◆ Trecho da página ◆

Troca de pele, de Carlos Fuentes
Por Maria Antonieta Gomez
Um dos aspectos
mais significativos em Troca de pele,
de Carlos Fuentes é a peculiaridade em seu acesso à “cultura do signo”, própria
do gênero romanesco.
É Julia
Kristeva quem afirma em termos gerais que o romance denuncia a passagem do
símbolo (característica da epopeia) ao signo. Nesta afirmativa, ela distingue,
tanto no símbolo como no signo, duas dimensões básicas: uma vertical e outra
horizontal. Por um lado, o símbolo em sua dimensão vertical possui uma função
de “restrição” enquanto mostra-se como o monovalente e unívoco. E, em sua
dimensão horizontal (a articulação das unidades significantes entre si), o
símbolo é disjuntivo; isto é, em sua lógica se excluem mutuamente duas unidades
opositivas. No campo do símbolo, na epopeia, o mal e o bem, por exemplo, são
incompatíveis.

◆ Dados extraídos ◆
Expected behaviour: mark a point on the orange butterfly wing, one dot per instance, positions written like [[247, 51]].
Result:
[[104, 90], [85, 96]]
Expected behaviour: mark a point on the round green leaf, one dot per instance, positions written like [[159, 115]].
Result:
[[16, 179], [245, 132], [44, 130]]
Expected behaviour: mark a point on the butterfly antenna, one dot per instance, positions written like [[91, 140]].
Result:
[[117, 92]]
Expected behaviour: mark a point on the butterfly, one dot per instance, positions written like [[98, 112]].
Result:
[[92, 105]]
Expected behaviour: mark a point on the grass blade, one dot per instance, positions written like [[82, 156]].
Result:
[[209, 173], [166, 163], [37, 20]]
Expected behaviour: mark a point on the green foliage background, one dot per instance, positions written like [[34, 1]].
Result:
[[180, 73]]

* * *

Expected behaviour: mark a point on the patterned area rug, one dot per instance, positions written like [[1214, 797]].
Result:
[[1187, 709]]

* * *

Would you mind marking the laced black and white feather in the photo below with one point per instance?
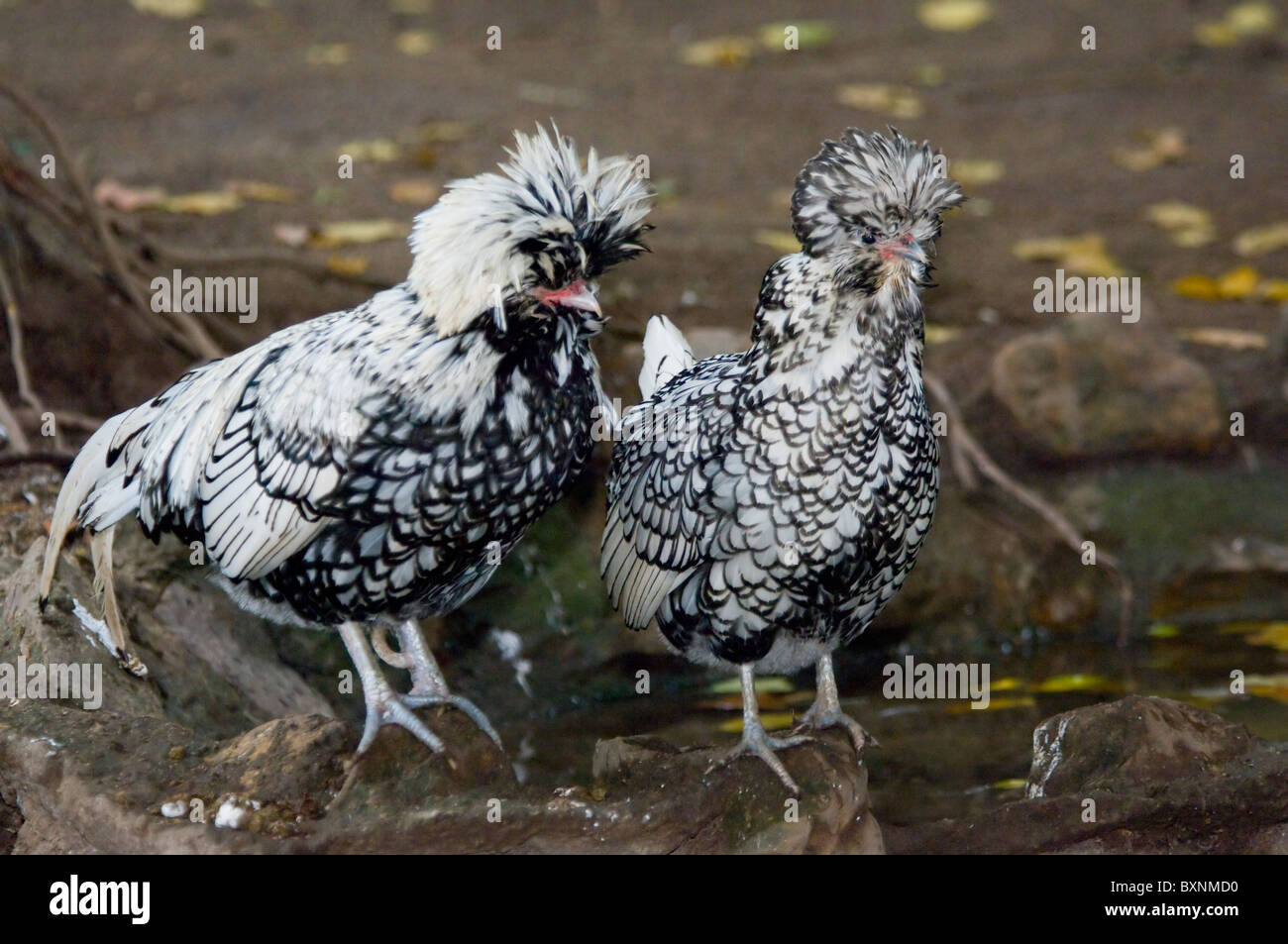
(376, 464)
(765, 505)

◆ Ações necessárias ◆
A. Reescreva de modo mais conciso o parágrafo do trecho sobre Troca de pele que começa com "Um dos aspectos", preservando seus fatos principais.
B. Prossiga o trecho sobre Troca de pele a partir da última frase apresentada.
Os dados não têm relação alguma com o trecho da página.

◆ Conjunto de respostas ◆
A. Em Troca de pele, de Carlos Fuentes, sobressai a maneira peculiar como a obra tem acesso à “cultura do signo”, típica do romance.

B.
Caso contrário
no ideograma do signo; em sua dimensão vertical não opera, como no caso do
símbolo, uma função de restrição que acumula no unívoco ou em referência a uma
realidade única e singular (os universais), mas que existe uma função
polivalente que evoca um conjunto de imagens e de ideias associadas, permanecendo
expressivo. E, em sua dimensão horizontal, se no símbolo existe uma função
disjuntiva (oposto incompatíveis), no signo existe ao contrário uma função
não-disjuntiva cuja lógica opera, neste caso, através de tese-antítese e
síntese. De maneira que não existe separação ou exclusão de elementos contrários,
testemunhando assim o gênero do romance como “o esforço do pensamento ocidental
por aceder à dialética”.
E que, no caso
de um romance como Troca de pele, de Carlos
Fuentes, testemunha este mesmo esforço no âmbito Latino-americano. Agora, a
função não-disjuntiva e não-restritiva própria do ideograma do signo, afeta
logo, ou possibilita a peculiaridade de todos os níveis e dimensões do romance:
a estrutura, o tempo, o espaço, o narrador (sujeito da enunciação, sujeito do
enunciado), as personagens, a temática, a dimensão da ironia, a polifonia e a
intertextualidade do romance. Para o caso da obra de Fuentes, ficaremos aqui
numa primeira aproximação só em dois aspectos: a estrutura e as personagens.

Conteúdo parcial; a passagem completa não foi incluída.